**Data provided**:
##############################

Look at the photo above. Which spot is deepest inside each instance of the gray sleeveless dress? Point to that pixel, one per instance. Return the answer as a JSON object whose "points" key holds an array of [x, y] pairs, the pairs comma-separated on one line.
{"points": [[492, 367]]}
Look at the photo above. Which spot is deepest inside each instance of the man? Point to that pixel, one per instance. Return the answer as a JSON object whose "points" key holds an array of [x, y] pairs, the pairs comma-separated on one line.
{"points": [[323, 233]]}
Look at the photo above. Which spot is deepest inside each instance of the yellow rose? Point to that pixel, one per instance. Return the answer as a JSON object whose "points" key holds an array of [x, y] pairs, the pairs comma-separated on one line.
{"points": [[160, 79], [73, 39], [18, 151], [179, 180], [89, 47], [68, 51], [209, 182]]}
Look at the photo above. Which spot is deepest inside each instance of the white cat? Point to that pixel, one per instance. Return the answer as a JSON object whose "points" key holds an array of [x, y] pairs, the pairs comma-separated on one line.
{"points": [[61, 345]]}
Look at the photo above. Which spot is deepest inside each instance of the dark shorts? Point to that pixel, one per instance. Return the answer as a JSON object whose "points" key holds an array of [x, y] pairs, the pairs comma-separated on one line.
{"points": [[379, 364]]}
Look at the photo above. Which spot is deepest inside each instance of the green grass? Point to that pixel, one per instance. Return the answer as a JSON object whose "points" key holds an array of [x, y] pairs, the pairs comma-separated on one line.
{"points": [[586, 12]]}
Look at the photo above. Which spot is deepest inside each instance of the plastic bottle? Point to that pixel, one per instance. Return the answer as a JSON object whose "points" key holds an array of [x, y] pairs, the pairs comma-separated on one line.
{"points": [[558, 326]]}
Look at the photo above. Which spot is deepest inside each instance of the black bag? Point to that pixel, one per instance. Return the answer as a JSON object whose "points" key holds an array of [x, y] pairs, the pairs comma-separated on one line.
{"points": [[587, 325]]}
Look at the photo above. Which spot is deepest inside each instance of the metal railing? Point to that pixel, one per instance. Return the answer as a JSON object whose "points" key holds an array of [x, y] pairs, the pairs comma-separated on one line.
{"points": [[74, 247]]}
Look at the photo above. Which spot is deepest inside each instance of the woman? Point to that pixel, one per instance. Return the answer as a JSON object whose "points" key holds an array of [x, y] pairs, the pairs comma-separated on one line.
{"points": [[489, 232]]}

##############################

**What you should do**: Pull out all ten entries above and reproduce each one word for word, in the order given.

**Answer to this exercise**:
Look at the photo above. Which spot is deepest inside each instance of the gray sleeveless dress? Point to that pixel, one per instance. Return the answer as a JSON object whose "points" key holds an array of [x, y] pairs, the pairs comma-separated on one line.
{"points": [[492, 367]]}
Look at the photo above. Which spot is deepest inside each instance of the man? Point to that pixel, one per instance. Return the answer as a JSON object whose "points" key holds an array of [x, y] pairs, the pairs comma-separated on one line.
{"points": [[323, 233]]}
Look at the photo above. Which spot is deepest inside each instance of the yellow rose? Point to that pixel, one per instance. Return the answer as a JSON object whose "points" key holds an array of [x, y] pairs, the pairs comma-separated on one line.
{"points": [[160, 79], [73, 39], [18, 151], [179, 180], [89, 47], [68, 51], [209, 182]]}
Look at the photo above. Which spot is deepest inside each instance of the white cat? Point to that pixel, one per instance. Return the answer as a JSON object whose "points" key holds an array of [x, y] pairs, the pairs comma-separated on one line.
{"points": [[61, 345]]}
Look at the photo above. Which spot is deepest inside each instance of the dark shorts? Point to that pixel, one per instance. Return the answer as a JSON object whose "points" key holds an array of [x, y] pairs, the pairs comma-separated on one line.
{"points": [[379, 364]]}
Look at the photo above. Which spot is deepest inside each instance of the green grass? Point to that pixel, one per instance. Return the answer as a JSON object whose "points" key holds an array of [x, y] pairs, the pairs comma-separated on one line.
{"points": [[586, 12]]}
Look at the photo above. Which spot is deepest inside each instance of the plastic bottle? Point to that pixel, one per instance. Return the answer as a JSON object whose "points" key holds an array of [x, y] pairs, the pairs comma-separated on one line.
{"points": [[558, 326]]}
Look at the photo above. Which spot is deepest inside each instance of the black bag? Point to that pixel, one per instance. Return the answer as a JSON object whose "points" key holds an array of [x, y] pairs, the pairs comma-separated on one line.
{"points": [[587, 325]]}
Look at the photo above. Which spot is deepest inside each instance of the metal railing? Point to that pixel, one per instance. Return the answer as a JSON object whose "points" key holds an array of [x, y] pairs, the pairs comma-separated on one line.
{"points": [[74, 247]]}
Look at the photo above. Which spot is deepest inside each instance of the woman? Point to that pixel, one per instance. Return the answer as a JSON object whose "points" key holds an array of [x, y] pairs, the pairs comma-separated on one line.
{"points": [[489, 232]]}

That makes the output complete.